▶ [DATASET EXTRACT]
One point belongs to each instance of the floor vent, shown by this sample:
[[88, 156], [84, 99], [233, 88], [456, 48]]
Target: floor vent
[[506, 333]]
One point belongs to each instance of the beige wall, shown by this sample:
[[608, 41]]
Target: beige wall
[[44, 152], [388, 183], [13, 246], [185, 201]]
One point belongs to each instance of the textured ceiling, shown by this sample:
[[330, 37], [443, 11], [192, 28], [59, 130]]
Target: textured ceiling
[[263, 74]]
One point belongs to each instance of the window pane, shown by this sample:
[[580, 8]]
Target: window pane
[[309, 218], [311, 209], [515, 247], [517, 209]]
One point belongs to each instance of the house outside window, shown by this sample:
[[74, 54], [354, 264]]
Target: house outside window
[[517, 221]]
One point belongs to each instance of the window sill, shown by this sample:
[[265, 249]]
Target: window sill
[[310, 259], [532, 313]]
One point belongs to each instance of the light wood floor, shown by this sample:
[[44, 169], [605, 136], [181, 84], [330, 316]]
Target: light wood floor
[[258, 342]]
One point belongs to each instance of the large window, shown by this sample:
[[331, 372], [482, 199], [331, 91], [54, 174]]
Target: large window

▶ [OBJECTIVE] Reproduce all of the items above, changing "Target" to "Label" wherever it occurs and keeping every other part unchanged.

▶ [ANSWER TO THIS PROBLEM]
One point belongs to each instance of the floor vent, shown by this sample:
[[88, 156], [84, 99], [233, 88], [456, 48]]
Label: floor vent
[[506, 333]]
One point belongs to each instance of the beige wall, shown by this sample:
[[608, 41]]
Label: beige wall
[[44, 152], [388, 183], [13, 246], [185, 201]]
One point belongs to each instance of the textured ceiling, shown by this sample:
[[330, 37], [443, 11], [192, 28], [59, 130]]
Label: textured ceiling
[[263, 74]]
One point belongs to each instance of the window pane, shown by this sample:
[[580, 8]]
Label: window pane
[[309, 218], [311, 209], [515, 247], [517, 209]]
One point belongs to each instance of the house outside window, shown by this sample:
[[74, 54], [354, 264]]
Label: house outside window
[[517, 221]]
One point belongs to each instance of the window sill, shown by this sample:
[[265, 249]]
Label: window sill
[[310, 259], [532, 313]]
One point belongs to each instance of the light wood floor, shown by this sample:
[[44, 169], [605, 136], [181, 84], [330, 316]]
Label: light wood floor
[[258, 342]]
One point belongs to each instance of the large window, shown by this sample:
[[331, 372], [482, 199], [331, 91], [54, 174]]
Label: large window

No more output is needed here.